Stated problem — Put the rows into a JSON list of strings, one string per line and no blank lines. Begin at the line that has "it for open" and stop after the line that has "[442,97,496,166]".

Records for this exercise —
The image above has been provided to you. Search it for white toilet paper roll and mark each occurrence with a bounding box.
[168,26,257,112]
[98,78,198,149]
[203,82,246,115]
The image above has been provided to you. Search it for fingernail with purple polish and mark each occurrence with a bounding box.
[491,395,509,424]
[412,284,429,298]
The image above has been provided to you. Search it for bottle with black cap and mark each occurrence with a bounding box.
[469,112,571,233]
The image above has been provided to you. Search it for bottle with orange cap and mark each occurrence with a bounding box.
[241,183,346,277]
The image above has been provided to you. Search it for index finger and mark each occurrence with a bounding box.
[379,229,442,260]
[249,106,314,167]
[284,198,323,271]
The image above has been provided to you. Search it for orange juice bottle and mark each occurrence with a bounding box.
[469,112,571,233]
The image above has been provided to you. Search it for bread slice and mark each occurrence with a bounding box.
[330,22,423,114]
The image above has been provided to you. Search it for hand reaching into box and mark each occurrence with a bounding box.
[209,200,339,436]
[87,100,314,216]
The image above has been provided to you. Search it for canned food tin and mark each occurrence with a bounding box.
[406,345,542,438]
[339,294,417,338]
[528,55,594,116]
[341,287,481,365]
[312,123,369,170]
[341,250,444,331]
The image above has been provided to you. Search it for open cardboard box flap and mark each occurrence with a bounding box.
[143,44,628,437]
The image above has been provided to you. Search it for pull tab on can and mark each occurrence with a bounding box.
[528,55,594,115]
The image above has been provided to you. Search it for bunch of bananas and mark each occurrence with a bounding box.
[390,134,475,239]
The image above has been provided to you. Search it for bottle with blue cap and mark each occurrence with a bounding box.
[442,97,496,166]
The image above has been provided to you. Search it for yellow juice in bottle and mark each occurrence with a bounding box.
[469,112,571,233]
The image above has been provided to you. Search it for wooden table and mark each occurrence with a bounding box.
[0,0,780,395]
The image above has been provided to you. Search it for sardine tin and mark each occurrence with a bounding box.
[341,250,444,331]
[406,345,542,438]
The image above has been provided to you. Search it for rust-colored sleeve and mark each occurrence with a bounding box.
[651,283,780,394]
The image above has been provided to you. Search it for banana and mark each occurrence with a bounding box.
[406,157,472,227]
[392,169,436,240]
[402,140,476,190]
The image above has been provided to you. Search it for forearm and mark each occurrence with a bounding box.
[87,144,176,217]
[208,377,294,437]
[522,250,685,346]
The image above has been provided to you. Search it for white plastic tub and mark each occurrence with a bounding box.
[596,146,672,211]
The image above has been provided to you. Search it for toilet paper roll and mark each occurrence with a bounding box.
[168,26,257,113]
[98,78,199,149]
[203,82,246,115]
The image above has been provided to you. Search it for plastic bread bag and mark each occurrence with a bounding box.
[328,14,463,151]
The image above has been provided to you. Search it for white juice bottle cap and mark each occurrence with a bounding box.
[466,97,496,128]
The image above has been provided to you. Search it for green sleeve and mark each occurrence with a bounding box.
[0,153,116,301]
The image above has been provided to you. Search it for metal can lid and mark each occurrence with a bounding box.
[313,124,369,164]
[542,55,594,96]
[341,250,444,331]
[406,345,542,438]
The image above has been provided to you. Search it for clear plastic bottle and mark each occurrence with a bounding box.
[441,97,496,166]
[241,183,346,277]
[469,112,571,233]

* * *

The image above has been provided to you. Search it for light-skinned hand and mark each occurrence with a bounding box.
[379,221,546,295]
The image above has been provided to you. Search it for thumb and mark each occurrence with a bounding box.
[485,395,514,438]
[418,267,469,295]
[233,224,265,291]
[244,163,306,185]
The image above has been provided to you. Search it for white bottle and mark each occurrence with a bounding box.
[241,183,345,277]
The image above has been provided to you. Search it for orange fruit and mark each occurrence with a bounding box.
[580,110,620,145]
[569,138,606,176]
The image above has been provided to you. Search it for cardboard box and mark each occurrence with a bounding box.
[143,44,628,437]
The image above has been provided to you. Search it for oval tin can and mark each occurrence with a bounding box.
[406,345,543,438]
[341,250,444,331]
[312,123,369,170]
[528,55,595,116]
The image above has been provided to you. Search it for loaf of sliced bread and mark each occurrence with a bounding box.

* * *

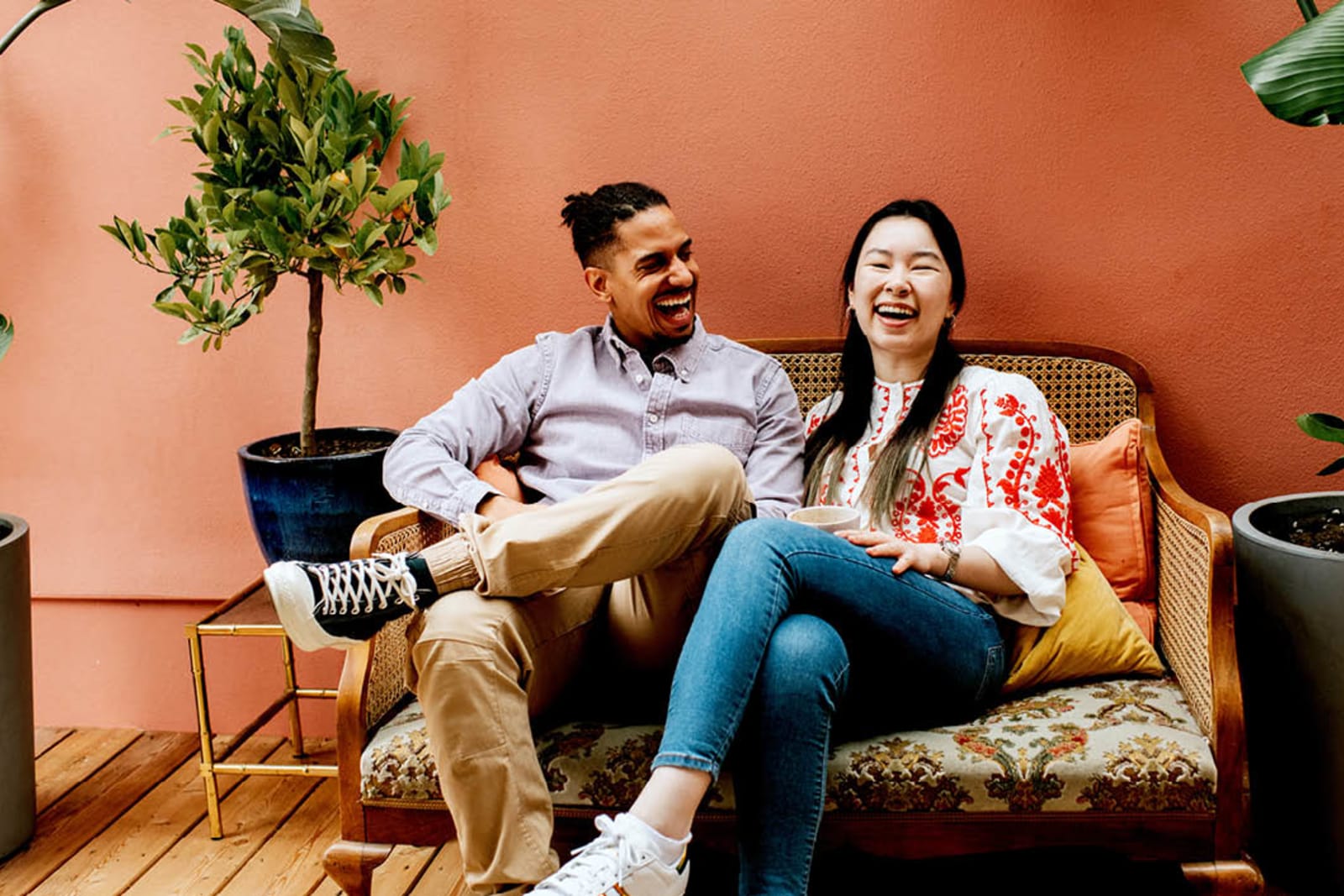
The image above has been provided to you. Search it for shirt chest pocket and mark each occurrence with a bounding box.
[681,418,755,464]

Reply —
[
  "The image above has been provided to you. Search it for open cardboard box flap and mark each occurrence with a bounding box.",
  "[143,44,628,437]",
  "The image above has been provided to you. Search it for pull tab on can and mark each occurrence with a bounding box.",
  "[528,55,594,115]",
  "The image above has been provided to you. Search it for bunch of bananas and mark each occurrence with a bounding box.",
  "[390,134,475,239]",
  "The image above has been provided to you. Search it for bottle with blue cap and mark each occurrence with a bounding box.",
  "[442,97,496,166]"
]